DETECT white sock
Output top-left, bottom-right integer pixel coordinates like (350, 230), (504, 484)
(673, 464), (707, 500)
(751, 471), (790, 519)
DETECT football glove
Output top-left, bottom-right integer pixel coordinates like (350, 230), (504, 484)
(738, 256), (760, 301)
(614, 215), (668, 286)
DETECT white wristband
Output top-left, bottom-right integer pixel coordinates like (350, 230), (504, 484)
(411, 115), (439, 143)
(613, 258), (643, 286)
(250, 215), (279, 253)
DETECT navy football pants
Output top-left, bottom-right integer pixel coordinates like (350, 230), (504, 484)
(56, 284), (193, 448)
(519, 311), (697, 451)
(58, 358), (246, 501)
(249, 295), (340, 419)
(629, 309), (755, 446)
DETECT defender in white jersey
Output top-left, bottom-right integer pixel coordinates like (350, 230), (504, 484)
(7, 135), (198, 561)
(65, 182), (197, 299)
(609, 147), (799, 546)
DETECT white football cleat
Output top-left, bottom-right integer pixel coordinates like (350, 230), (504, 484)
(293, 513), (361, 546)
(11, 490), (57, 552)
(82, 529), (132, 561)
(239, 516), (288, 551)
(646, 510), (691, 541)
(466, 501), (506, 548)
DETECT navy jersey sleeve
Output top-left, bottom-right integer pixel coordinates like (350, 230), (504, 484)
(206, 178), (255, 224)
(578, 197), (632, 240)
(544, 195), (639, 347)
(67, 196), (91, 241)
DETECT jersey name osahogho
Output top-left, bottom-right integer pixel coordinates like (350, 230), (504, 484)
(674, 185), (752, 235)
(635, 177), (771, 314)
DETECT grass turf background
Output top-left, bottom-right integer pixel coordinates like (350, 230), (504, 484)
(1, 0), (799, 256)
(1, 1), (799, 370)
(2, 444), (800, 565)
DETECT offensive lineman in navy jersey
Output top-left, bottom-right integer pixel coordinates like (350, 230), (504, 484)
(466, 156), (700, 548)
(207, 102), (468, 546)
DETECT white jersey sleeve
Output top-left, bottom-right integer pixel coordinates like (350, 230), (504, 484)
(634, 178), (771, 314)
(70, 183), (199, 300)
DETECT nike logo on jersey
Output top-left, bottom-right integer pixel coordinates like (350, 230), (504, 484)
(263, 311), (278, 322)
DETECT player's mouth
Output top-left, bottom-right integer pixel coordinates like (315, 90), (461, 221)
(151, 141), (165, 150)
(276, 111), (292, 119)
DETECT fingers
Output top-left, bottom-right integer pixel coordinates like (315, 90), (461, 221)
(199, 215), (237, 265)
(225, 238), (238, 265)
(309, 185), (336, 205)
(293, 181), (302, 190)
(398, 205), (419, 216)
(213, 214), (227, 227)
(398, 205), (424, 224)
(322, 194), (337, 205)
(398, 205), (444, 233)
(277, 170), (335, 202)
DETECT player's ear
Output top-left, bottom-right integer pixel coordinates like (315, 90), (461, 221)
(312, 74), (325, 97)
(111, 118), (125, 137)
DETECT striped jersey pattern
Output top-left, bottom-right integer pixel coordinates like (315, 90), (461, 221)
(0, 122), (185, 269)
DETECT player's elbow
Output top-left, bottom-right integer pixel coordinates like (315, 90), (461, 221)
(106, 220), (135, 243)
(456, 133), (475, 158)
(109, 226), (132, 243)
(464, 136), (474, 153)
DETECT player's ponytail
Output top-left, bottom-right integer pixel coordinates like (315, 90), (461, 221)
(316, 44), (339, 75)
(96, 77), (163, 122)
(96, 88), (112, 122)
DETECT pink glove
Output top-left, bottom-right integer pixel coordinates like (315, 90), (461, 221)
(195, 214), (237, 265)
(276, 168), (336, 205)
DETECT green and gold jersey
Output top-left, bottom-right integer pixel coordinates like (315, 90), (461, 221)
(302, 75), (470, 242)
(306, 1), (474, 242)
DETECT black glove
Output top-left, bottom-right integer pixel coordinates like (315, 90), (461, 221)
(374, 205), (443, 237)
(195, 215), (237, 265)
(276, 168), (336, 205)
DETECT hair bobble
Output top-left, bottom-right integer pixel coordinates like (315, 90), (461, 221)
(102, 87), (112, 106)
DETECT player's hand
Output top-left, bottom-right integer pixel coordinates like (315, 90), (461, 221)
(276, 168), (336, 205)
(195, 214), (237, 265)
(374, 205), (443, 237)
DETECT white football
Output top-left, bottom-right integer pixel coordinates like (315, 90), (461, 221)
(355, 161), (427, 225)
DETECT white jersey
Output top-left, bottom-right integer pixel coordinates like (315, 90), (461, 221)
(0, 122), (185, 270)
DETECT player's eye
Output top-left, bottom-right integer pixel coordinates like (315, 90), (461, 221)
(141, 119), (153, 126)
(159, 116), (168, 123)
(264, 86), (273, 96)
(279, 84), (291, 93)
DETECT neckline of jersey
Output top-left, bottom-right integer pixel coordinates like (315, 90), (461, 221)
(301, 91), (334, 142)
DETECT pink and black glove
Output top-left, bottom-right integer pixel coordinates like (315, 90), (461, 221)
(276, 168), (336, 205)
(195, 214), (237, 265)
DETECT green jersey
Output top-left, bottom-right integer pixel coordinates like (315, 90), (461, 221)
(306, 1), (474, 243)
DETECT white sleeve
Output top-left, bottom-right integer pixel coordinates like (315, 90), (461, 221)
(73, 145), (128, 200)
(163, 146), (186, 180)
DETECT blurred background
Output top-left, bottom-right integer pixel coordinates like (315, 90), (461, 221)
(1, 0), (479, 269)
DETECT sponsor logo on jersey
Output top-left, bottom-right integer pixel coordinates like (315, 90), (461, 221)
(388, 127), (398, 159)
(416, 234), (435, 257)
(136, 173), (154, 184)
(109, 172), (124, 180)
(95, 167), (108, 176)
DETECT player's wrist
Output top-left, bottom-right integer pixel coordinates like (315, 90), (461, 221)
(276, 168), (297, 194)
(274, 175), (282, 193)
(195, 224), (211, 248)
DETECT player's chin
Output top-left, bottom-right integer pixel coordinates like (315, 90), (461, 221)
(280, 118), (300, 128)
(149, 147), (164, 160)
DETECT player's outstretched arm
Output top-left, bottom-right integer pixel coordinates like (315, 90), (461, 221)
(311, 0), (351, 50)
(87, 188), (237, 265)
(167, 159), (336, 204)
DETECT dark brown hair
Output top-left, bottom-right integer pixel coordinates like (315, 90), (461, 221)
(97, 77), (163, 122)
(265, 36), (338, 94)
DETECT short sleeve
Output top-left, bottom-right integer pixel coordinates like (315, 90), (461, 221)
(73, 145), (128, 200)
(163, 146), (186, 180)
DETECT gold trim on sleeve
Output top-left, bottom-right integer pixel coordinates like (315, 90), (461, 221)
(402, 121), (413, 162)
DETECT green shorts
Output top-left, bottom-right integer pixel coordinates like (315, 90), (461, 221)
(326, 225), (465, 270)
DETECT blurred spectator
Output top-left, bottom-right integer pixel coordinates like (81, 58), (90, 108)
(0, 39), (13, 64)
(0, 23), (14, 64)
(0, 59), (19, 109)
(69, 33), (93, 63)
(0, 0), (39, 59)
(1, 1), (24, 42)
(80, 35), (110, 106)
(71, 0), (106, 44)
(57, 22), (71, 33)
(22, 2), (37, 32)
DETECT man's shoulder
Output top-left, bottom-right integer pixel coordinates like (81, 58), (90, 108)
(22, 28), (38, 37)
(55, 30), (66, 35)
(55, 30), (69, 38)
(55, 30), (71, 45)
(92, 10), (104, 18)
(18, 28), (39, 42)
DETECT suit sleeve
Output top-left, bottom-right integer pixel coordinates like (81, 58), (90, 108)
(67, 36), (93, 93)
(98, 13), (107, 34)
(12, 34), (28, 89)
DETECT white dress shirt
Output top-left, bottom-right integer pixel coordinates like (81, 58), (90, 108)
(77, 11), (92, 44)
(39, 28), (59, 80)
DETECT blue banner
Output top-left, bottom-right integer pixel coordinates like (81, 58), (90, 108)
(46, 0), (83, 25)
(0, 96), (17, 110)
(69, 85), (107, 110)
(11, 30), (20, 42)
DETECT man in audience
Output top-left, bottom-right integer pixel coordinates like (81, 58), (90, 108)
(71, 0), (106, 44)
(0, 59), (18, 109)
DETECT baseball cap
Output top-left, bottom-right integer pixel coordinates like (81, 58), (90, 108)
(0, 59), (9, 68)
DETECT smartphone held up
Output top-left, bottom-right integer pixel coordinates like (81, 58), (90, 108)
--------------------------------
**EXERCISE REQUIREMENTS**
Keeping every character as it is, restate the lines above that run from the line with "DETECT short sleeve" through the line with "DETECT gold trim on sleeve", both included, and nothing else.

**RESPONSE FOR THIS EXERCISE**
DETECT short sleeve
Output top-left, bottom-right integer pixel coordinates like (315, 90), (461, 221)
(73, 145), (128, 200)
(163, 146), (186, 180)
DETECT gold trim on sleeve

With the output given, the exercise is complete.